- _RECORDS FOR THE TASK_
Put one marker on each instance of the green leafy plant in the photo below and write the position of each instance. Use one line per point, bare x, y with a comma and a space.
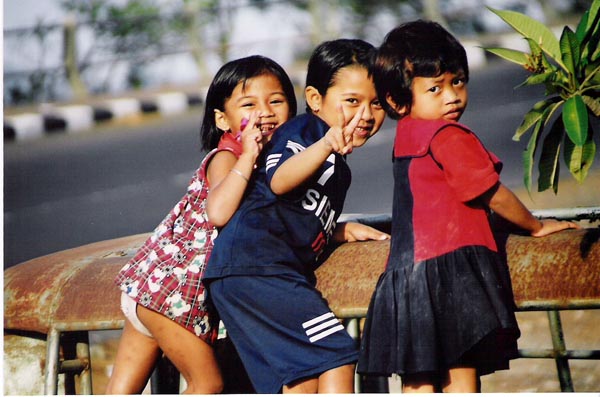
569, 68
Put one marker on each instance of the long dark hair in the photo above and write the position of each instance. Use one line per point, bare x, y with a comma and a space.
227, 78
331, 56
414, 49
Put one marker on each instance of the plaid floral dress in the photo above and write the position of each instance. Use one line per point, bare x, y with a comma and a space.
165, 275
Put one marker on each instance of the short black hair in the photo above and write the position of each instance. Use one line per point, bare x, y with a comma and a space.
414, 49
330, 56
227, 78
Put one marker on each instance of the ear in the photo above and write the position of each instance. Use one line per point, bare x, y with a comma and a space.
---
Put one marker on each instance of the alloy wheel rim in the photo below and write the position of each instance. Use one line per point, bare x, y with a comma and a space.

- _TASK STATEMENT_
Write out the data above word for word, from the line with "Put one marker on each instance of the green" to the line with "Put one marker on each instance of the ear", including both of those lines. Leave out the pictures.

- _RIGHT ANSWER_
Put one marker on each instance of the green leafy plant in the photo below and write the position of each instance. Use one line per point, bare x, y with a comma and a space.
569, 68
Put one marker on each instance of the long dark hair in the photo above and write the position of each instance. Use one line per point, bare x, y with a comma and a space.
227, 78
331, 56
414, 49
Put one marker on each instance of the plaid floral dress in the photo above and write the position of each instance. Use one line per point, bare x, y with a comma and a space.
165, 275
Put one marker on each instance of the short black hair in the photo above and write the position of each instance. Use one line per point, bare x, y with a comma and a space.
414, 49
330, 56
227, 78
Put one marker on each instance of the ear in the photo above and write the position of each instance. Use one line per point, bare x, y with a comma and a space.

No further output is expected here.